### Texto citado
Que se alcen algunas voces en las filas socialistas –y entre ellas nada menos que la de Felipe González– pidiendo el máximo consenso en lo concerniente al Estatuto catalán es algo que nos devuelve por unos momentos a la lógica virtuosa sobre la que se construyó nuestra democracia. Parece evidente que las opiniones del ex presidente del gobierno, de Bono o de Ibarra reflejan, en este punto, las de buena parte de su partido. Ellos simplemente pueden hablar porque nadie va a dejarlos fuera de ninguna foto, que es lo que sin duda le ocurriría al diputado de a pie que osara discrepar de la línea gubernamental.
 
No hay que engañarse, toda esta crisis, de principio a fin, es resultado directo de la irresponsabilidad de Zapatero, de su falta de compromiso con las premisas de nuestra democracia, de su manía de entroncar con la Segunda República, de su incurable sectarismo y de una dinámica política que se remonta a la segunda legislatura de Aznar y que se traduce en fatídica ley: cuanto más maniqueo, simple, demagógico y cainita es el discurso socialista, más medra Zapatero.
 
Los ponentes catalanes del estatuto, incluyendo a los separatistas, no hubieran introducido el término “nación” en el articulado (hasta ellos comprendían que era flagrantemente inconstitucional) si no les hubiera animado el presidente del gobierno al exponer sus extemporáneas dudas sobre el concepto. Los convergentes no habrían apoyado el proyecto si él no hubiera convocado secretamente a Artur Mas el 19 de septiembre para darle carta blanca a un régimen financiero que exasperó al mismísimo conseller Castells. La prensa catalana y varios importantes empresarios no habrían apostado por la desmesura si él no se hubiera comprometido pública y reiteradamente a aceptar el Estatuto que llegara del Parlament. No se habría formado el tetrapartito de hecho, con sus embajadas y su concertada pedagogía capitalina, si él no hubiera dado tan sobradas muestras de inanidad, de falta de apego a la Constitución y a la propia idea de España.

### Consigna del ejercicio A
Según el texto citado sobre el Estatuto catalán, ¿en qué fecha convocó en secreto el presidente del gobierno a Artur Mas?
### Consigna del ejercicio B
Prolonga el artículo de opinión sobre el Estatuto catalán a partir de su última oración.

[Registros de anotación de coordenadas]
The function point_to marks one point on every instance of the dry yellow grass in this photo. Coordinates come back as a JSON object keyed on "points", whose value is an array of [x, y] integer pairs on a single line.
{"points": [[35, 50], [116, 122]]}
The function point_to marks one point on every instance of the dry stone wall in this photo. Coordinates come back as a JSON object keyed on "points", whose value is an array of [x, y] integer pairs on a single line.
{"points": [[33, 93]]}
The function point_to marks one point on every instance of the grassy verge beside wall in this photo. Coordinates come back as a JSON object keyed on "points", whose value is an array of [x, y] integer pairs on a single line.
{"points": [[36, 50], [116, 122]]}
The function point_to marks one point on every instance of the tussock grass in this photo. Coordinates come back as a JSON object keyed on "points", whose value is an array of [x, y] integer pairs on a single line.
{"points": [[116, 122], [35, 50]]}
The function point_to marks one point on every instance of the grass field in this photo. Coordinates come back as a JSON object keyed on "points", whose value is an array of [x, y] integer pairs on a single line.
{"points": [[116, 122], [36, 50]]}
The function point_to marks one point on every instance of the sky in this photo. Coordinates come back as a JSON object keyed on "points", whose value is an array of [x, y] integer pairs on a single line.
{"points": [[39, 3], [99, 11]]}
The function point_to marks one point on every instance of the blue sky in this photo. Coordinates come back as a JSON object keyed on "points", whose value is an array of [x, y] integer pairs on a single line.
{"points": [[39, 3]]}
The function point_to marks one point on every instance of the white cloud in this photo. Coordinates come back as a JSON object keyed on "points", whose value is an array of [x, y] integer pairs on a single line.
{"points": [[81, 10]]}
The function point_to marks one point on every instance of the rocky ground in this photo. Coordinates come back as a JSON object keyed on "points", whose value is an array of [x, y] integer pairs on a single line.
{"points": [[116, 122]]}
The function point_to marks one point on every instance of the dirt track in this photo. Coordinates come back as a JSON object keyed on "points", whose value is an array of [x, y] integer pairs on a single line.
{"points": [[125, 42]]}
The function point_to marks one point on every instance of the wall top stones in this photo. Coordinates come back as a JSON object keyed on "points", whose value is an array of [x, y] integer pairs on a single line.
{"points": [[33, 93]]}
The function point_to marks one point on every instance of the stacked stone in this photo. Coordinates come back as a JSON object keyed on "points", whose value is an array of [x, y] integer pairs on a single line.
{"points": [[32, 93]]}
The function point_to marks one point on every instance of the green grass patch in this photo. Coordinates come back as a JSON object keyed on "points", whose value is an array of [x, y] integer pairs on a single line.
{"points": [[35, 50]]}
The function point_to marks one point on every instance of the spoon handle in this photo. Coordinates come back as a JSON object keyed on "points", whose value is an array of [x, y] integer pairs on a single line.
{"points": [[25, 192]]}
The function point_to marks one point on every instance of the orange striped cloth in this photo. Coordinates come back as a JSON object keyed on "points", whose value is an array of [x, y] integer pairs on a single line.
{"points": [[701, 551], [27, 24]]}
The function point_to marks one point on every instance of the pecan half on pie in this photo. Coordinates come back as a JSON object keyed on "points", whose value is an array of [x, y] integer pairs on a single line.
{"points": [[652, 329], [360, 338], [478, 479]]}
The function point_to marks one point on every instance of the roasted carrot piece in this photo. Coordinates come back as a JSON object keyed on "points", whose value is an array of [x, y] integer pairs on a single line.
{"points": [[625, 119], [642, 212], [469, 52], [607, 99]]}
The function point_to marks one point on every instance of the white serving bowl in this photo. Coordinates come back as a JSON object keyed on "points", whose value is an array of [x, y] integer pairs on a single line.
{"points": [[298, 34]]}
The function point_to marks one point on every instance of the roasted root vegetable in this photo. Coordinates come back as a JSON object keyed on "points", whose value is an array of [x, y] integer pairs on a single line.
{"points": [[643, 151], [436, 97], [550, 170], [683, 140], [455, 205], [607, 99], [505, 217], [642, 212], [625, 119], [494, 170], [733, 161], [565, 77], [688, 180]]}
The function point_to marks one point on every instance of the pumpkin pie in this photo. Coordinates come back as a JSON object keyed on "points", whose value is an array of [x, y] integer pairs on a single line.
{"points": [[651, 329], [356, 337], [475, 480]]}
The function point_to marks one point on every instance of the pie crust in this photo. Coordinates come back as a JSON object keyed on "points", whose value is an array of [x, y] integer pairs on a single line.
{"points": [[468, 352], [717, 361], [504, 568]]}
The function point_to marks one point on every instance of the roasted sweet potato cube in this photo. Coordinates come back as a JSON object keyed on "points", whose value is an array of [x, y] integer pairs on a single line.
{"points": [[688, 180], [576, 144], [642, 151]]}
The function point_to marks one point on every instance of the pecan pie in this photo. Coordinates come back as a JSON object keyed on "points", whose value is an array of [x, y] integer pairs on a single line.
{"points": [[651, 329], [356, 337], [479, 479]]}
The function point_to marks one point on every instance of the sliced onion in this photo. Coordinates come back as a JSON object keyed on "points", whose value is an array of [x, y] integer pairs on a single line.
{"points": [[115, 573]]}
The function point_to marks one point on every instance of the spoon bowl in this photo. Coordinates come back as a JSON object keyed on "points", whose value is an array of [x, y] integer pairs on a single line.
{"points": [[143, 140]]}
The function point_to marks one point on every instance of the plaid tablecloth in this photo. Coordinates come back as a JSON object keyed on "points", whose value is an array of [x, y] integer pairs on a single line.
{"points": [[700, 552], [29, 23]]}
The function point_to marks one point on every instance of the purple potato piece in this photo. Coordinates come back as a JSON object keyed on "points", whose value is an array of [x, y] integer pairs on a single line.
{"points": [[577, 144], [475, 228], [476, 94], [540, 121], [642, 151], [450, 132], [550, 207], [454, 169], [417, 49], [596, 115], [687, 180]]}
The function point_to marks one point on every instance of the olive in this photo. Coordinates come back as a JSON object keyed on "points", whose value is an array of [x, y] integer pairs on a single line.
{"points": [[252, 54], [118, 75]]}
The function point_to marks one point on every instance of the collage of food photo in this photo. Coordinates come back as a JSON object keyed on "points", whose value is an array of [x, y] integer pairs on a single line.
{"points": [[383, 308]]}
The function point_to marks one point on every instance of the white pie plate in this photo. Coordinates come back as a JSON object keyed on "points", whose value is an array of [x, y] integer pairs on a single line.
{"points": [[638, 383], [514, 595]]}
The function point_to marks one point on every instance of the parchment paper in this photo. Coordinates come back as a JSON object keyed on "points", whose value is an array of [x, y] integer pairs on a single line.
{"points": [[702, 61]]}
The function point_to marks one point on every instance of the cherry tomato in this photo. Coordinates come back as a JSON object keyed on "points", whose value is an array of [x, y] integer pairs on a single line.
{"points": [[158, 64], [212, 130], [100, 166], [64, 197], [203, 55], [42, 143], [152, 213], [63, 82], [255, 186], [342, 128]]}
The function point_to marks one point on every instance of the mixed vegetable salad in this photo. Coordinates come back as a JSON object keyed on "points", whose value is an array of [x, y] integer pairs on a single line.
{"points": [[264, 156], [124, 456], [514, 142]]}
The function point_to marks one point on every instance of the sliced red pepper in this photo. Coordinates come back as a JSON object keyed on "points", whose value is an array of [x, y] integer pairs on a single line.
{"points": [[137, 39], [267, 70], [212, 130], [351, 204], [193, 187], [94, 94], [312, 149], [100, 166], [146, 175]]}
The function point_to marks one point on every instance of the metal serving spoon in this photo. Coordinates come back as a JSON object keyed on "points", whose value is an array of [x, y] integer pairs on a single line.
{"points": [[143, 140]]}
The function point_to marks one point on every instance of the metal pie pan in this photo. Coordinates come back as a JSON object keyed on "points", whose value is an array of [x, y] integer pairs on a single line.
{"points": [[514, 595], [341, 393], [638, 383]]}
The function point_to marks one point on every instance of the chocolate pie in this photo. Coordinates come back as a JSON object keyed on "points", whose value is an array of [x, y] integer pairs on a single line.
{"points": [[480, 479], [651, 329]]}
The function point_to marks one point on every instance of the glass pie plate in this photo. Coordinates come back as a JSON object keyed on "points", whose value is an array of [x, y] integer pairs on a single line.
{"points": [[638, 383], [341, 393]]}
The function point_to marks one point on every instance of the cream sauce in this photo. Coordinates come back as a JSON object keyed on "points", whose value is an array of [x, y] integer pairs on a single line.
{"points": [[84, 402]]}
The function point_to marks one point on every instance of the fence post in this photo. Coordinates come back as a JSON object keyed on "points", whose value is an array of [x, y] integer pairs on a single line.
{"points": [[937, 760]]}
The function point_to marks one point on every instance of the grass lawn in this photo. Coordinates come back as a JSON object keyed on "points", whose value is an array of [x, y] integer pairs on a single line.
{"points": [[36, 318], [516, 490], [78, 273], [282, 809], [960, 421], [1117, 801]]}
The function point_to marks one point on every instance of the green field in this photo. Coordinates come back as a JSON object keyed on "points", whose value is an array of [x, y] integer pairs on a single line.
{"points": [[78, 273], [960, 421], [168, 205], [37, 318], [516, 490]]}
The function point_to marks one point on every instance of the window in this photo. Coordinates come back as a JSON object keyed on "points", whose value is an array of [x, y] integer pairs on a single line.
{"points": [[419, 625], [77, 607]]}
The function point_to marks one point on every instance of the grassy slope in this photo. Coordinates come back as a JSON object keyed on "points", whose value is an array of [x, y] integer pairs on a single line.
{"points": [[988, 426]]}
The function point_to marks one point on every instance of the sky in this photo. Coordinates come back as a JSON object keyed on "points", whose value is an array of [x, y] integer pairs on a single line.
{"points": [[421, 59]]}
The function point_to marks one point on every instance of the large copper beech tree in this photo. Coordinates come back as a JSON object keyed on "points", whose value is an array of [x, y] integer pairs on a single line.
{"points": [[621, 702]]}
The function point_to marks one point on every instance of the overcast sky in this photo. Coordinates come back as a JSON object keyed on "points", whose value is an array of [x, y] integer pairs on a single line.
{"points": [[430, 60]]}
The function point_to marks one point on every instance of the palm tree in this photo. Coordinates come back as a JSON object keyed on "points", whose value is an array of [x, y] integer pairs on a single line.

### Resultado de la consigna A
El 19 de septiembre.

### Resultado de la consigna B
 
Como resultado de todo esto, los insensatos de siempre y los que acaban de perder la sensatez se han llegado a creer que es posible modificar sustancialmente el modelo político español en contra del partido que representa a más del cuarenta por ciento de los ciudadanos. Y cuando ese partido invoca la Constitución y denuncia los peligros que la acechan, los zapateros y zapateras, lejos de comprender la gravedad de la fractura, pretenden aprovechar la circunstancia para seguir explotando la demagogia de la derechona y de la caverna.
 
Como decíamos, sólo algunos socialistas que no temen por sus futuros emolumentos expresan la evidencia: nada debe hacerse sin el máximo consenso. No albergo esperanza alguna de que al incendiario de la Moncloa le entre en la cabeza.